▶ [Task instructions]: Reproduce all the lines below exactly and omit the images.

Information provided start

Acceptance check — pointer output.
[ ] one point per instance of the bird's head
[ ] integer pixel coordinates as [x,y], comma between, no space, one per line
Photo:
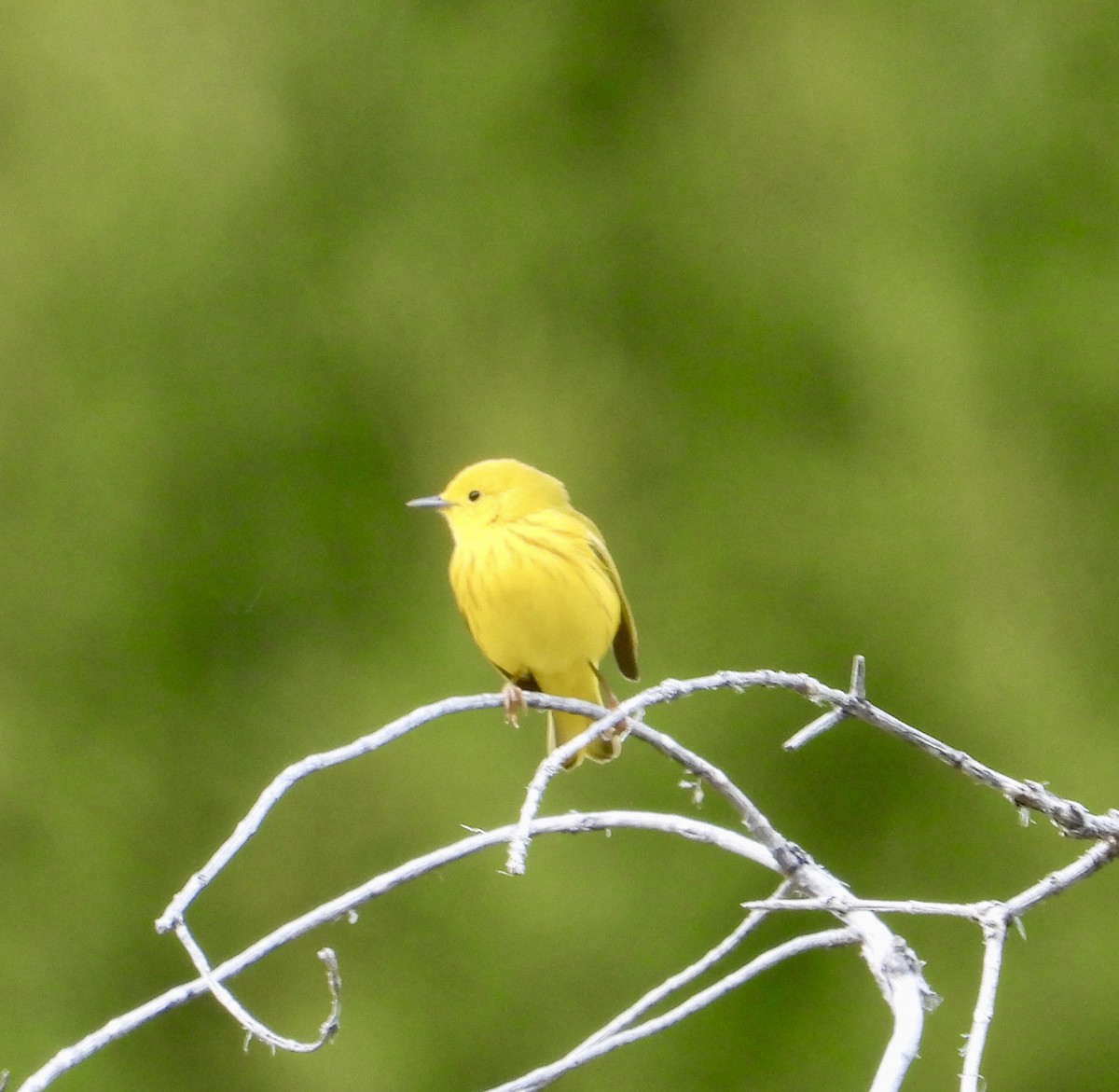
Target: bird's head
[495,491]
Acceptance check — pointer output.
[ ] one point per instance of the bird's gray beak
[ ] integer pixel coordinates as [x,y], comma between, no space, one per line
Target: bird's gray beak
[430,503]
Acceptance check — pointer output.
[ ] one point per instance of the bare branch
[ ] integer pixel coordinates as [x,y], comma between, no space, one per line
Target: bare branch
[602,1044]
[805,885]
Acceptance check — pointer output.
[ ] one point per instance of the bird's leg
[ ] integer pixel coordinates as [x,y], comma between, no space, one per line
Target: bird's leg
[513,701]
[611,703]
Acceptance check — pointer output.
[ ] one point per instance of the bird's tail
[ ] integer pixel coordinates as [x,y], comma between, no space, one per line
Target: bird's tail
[580,683]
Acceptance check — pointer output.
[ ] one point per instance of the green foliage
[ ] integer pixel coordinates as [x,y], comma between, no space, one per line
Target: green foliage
[814,309]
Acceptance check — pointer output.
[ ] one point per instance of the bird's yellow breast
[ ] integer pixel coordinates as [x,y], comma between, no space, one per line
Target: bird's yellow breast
[534,593]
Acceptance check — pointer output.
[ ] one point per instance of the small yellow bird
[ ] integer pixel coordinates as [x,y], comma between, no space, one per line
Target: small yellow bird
[540,592]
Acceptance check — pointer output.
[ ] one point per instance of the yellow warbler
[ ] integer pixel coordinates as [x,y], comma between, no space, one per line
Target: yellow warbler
[540,592]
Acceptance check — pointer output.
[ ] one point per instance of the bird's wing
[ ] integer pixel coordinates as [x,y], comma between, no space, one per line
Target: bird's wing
[626,638]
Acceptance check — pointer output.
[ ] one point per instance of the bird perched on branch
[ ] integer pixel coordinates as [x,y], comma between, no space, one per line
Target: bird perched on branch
[538,588]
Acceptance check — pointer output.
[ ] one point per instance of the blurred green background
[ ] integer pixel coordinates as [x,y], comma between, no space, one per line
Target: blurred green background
[815,310]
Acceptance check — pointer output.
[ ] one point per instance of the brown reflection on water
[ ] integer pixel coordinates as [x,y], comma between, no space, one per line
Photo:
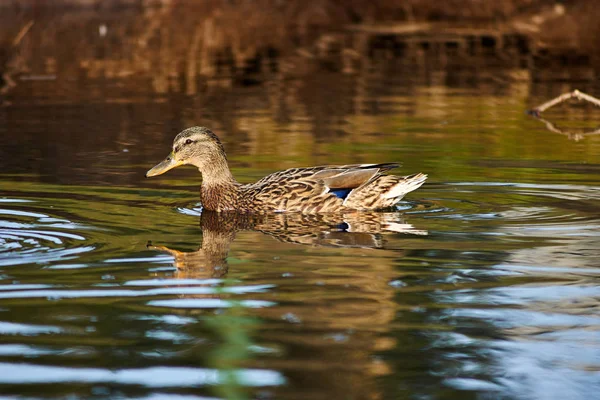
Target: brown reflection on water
[338,336]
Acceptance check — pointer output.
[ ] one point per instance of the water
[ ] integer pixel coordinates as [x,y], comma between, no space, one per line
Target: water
[482,284]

Information provided end

▶ [Expected answer]:
Acceptance check — pointer output.
[ ] one point per instance of the bird's head
[ ] integer pixel coordinates as [x,y], comma between, no space, one per line
Photo:
Target: bird's head
[495,491]
Acceptance check — pointer output.
[ ] one point per instance of the bird's gray beak
[ ] integer pixel coordinates as [x,y], comma between, no space, one per line
Target: bird's gray beak
[430,503]
Acceptance check — pointer output.
[ ] one point per instance of the bare branch
[ ] integer pixel coordinates as [x,y], comma between, no space, one per line
Target: bare branch
[602,1044]
[805,885]
Acceptance check — pointer output.
[ ] one point per instance of the bird's leg
[ ] integer pixel coordinates as [x,y], comma between, no space, one per line
Target: bird's leg
[513,701]
[611,703]
Acceptance check — pointer output.
[ ] one point per instance of the bird's tail
[ ] integer pixel coordinates as [x,y], comma between, no space, one per line
Target: bird's tail
[580,683]
Acceptance check — pointer output.
[ ] one point per instance of the green foliage
[ ] integer pixel coordinates as [x,y], comma between, no space, one per line
Target: green foliage
[814,309]
Acceptance check — pointer output.
[ ] one point per instance of the bird's yellow breast
[ ] integer pixel coordinates as [x,y], comma between, no space, one per line
Target: bird's yellow breast
[534,593]
Acceptance check — pointer output.
[ ] one point per instance of the small yellow bird
[ ] integer pixel coordinates as [x,y], comma between, no space, one per line
Target: small yellow bird
[540,592]
Acceptance check — pointer output.
[ ] one point per instance of the yellow warbler
[ ] integer pixel coordinates as [x,y], comma between, no space, one per line
Target: yellow warbler
[540,592]
Acceptance check — pointer output.
[ ] one point per instance of the bird's wing
[ ] integer pixel coordinates as [x,y], comma between, no space, one per line
Target: bird's wing
[626,638]
Acceptance check — pointer output.
[ ] one point per instance of the bird perched on branch
[ ] integer pixel coordinates as [x,y], comma between, no space, one per line
Target: bird perched on branch
[538,588]
Acceptance check — pointer output.
[ ] one point per instance of the blurred green background
[ ] integer pixel coordinates as [x,y], comma between, no space, one per line
Target: blurred green background
[815,310]
Acceptance check — pointer output.
[ ] one point per instance of the brown reflection on water
[ ] integer pixel coordinates as [x,y], comma between, no space, one per line
Photo:
Target: brown reflection on water
[338,336]
Acceptance check — pointer output.
[ ] one point per instance of the water
[ ] integer pixel coordinates as [x,y], comma between, no space, one per line
Target: water
[482,284]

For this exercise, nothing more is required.